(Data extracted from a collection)
◆ ◆ ◆ ◆ ◆ ◆ ◆
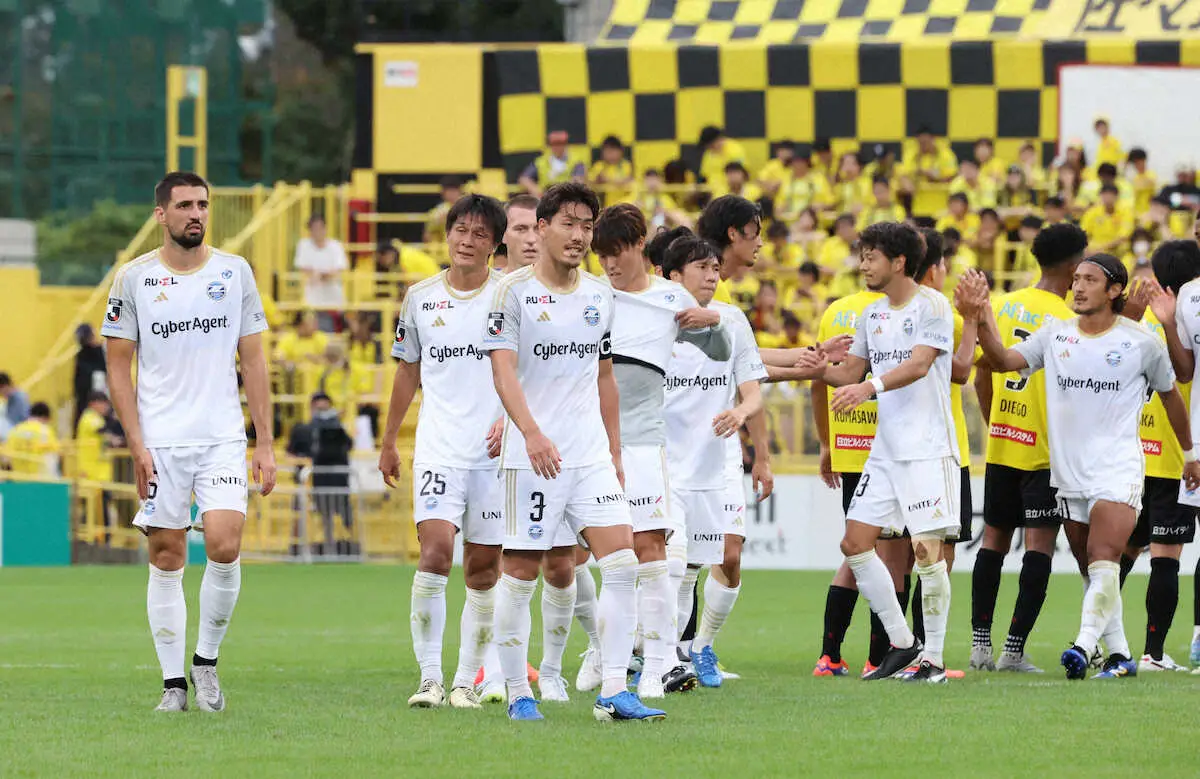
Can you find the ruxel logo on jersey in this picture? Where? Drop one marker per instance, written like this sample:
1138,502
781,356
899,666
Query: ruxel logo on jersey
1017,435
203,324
◆ ◆ ◆ ◆ ◆ ◆ ◆
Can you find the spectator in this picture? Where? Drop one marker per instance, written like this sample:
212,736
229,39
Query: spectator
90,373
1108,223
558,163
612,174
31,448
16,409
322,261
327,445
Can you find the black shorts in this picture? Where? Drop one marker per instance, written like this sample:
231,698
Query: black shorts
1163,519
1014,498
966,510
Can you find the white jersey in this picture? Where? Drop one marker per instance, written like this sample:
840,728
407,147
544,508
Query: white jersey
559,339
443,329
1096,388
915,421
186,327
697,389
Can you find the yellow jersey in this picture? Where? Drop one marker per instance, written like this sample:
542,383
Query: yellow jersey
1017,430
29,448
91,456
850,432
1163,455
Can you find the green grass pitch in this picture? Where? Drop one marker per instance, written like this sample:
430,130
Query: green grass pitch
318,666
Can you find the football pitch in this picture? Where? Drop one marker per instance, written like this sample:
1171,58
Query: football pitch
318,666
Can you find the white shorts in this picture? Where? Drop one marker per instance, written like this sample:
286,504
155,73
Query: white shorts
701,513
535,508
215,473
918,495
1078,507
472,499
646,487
◆ ◆ ◆ ◆ ◆ ◆ ◆
▸ **ABOUT THIS TASK**
All lines above from the line with "Can you find the white jersey" through the line with "Can you find the yellow", both included, are to be set down exactly, with nothing else.

▸ **REPLY**
Can you find the white jersey in this picture? Where? Drop one marker per instance, written like this sample:
840,728
407,147
544,508
Query: white jersey
559,339
443,329
1096,388
915,421
186,327
697,389
Can you find the yellow jersey in this picture? Where? Drop one marker per instance, written like this sample:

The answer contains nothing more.